→ TASK INSTRUCTIONS:
Will you write out all the entries below exactly?

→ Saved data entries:
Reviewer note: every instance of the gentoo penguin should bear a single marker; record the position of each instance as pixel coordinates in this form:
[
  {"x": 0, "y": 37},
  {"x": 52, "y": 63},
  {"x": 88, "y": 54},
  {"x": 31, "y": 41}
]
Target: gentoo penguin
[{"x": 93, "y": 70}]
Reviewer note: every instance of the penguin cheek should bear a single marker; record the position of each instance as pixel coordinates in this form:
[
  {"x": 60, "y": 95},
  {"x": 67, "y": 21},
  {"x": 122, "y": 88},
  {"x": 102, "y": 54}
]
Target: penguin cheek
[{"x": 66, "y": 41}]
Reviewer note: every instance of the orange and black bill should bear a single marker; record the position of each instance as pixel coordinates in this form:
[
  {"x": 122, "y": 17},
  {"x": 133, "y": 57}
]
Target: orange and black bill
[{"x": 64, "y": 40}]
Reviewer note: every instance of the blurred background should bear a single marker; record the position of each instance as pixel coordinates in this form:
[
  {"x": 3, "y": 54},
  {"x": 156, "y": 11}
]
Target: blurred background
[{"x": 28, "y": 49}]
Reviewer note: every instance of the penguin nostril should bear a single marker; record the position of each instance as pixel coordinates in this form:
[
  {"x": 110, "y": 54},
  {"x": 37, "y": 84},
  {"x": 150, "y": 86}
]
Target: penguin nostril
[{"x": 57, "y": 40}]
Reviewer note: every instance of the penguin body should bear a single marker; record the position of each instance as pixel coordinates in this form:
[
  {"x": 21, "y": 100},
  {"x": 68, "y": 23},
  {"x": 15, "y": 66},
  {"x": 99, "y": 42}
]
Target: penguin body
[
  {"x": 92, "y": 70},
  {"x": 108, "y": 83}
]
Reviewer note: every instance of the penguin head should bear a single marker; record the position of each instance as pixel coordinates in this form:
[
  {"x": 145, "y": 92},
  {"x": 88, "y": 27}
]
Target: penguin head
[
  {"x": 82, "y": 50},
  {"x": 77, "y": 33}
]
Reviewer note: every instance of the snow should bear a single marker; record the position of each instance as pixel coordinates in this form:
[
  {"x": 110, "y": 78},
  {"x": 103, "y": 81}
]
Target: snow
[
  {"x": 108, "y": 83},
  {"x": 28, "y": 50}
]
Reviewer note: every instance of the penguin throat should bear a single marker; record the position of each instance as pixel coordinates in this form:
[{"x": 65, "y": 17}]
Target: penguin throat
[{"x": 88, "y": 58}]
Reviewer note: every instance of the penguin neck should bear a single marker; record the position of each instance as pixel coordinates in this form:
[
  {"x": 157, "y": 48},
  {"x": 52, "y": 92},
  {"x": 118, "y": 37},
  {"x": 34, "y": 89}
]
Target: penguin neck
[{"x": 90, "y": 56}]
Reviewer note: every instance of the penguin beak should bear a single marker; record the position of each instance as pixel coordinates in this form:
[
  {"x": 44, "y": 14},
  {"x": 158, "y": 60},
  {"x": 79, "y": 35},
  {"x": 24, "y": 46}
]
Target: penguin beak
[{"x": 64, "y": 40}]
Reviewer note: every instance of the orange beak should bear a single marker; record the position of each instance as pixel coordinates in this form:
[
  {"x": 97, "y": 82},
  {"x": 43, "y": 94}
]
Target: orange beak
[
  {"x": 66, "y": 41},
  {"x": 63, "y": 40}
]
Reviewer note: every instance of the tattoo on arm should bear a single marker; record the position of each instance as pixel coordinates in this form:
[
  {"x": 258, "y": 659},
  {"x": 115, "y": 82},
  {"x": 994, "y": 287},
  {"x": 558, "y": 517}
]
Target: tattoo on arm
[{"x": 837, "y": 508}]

→ WRITTEN ANSWER:
Reviewer note: every instance of the gentoo penguin should bear a single marker; record the position of each instance as pixel coordinates in this form:
[
  {"x": 0, "y": 37},
  {"x": 52, "y": 63},
  {"x": 88, "y": 54},
  {"x": 31, "y": 41}
]
Target: gentoo penguin
[{"x": 93, "y": 70}]
Reviewer note: every instance of the penguin cheek should bear a single marker; record the position of each instance as pixel coordinates in this form:
[
  {"x": 60, "y": 95},
  {"x": 67, "y": 21},
  {"x": 122, "y": 88},
  {"x": 102, "y": 54}
]
Target: penguin cheek
[{"x": 66, "y": 41}]
Reviewer note: every instance of the orange and black bill should bear a single marker; record the position of each instance as pixel coordinates in this form:
[
  {"x": 122, "y": 17},
  {"x": 133, "y": 57}
]
Target: orange and black bill
[{"x": 64, "y": 40}]
Reviewer note: every instance of the blurred background should bear a single marker; record the position of each instance as pixel coordinates in this form:
[
  {"x": 3, "y": 54},
  {"x": 156, "y": 11}
]
Target: blurred background
[{"x": 28, "y": 49}]
Reviewer note: every instance of the penguin nostril should bear a single marker; record the position of each instance as pixel coordinates in this form:
[
  {"x": 110, "y": 54},
  {"x": 37, "y": 84},
  {"x": 150, "y": 86}
]
Target: penguin nostril
[{"x": 57, "y": 40}]
Reviewer note: every instance of the penguin body should bear a single marker; record the position of each instance as pixel coordinates in this form:
[
  {"x": 21, "y": 100},
  {"x": 68, "y": 23},
  {"x": 15, "y": 66},
  {"x": 99, "y": 42}
]
Target: penguin body
[
  {"x": 92, "y": 70},
  {"x": 108, "y": 83}
]
Reviewer note: every instance of the penguin head should bear a single marker; record the position of each instance as pixel coordinates in this form:
[
  {"x": 145, "y": 92},
  {"x": 88, "y": 27}
]
Target: penguin head
[
  {"x": 82, "y": 50},
  {"x": 77, "y": 33}
]
Reviewer note: every instance of the snow should bear a single marker; record the position of each instance as pixel coordinates in this form:
[
  {"x": 110, "y": 78},
  {"x": 103, "y": 81}
]
Target: snow
[
  {"x": 108, "y": 83},
  {"x": 28, "y": 50}
]
Reviewer note: every instance of the penguin throat should bear a single marker; record the position of each instance as pixel coordinates in this form:
[{"x": 65, "y": 17}]
Target: penguin throat
[{"x": 88, "y": 58}]
Reviewer note: every instance of the penguin neck should bear a single marker; record the position of each instance as pixel coordinates in this form:
[
  {"x": 157, "y": 48},
  {"x": 52, "y": 92},
  {"x": 118, "y": 37},
  {"x": 34, "y": 89}
]
Target: penguin neck
[{"x": 90, "y": 56}]
Reviewer note: every instance of the penguin beak should bear a single marker; record the position of each instance as pixel coordinates in this form:
[
  {"x": 44, "y": 14},
  {"x": 158, "y": 60},
  {"x": 79, "y": 35},
  {"x": 24, "y": 46}
]
Target: penguin beak
[{"x": 64, "y": 40}]
Reviewer note: every instance of the orange beak should bear a single marker; record the position of each instance as pixel coordinates in this form:
[
  {"x": 97, "y": 82},
  {"x": 43, "y": 94}
]
Target: orange beak
[
  {"x": 66, "y": 41},
  {"x": 63, "y": 40}
]
Reviewer note: every instance of the tattoo on arm should bear a single marker; record the position of each instance as pixel coordinates in this form:
[
  {"x": 258, "y": 659},
  {"x": 115, "y": 82},
  {"x": 994, "y": 287},
  {"x": 558, "y": 517}
]
Target: tattoo on arm
[{"x": 837, "y": 508}]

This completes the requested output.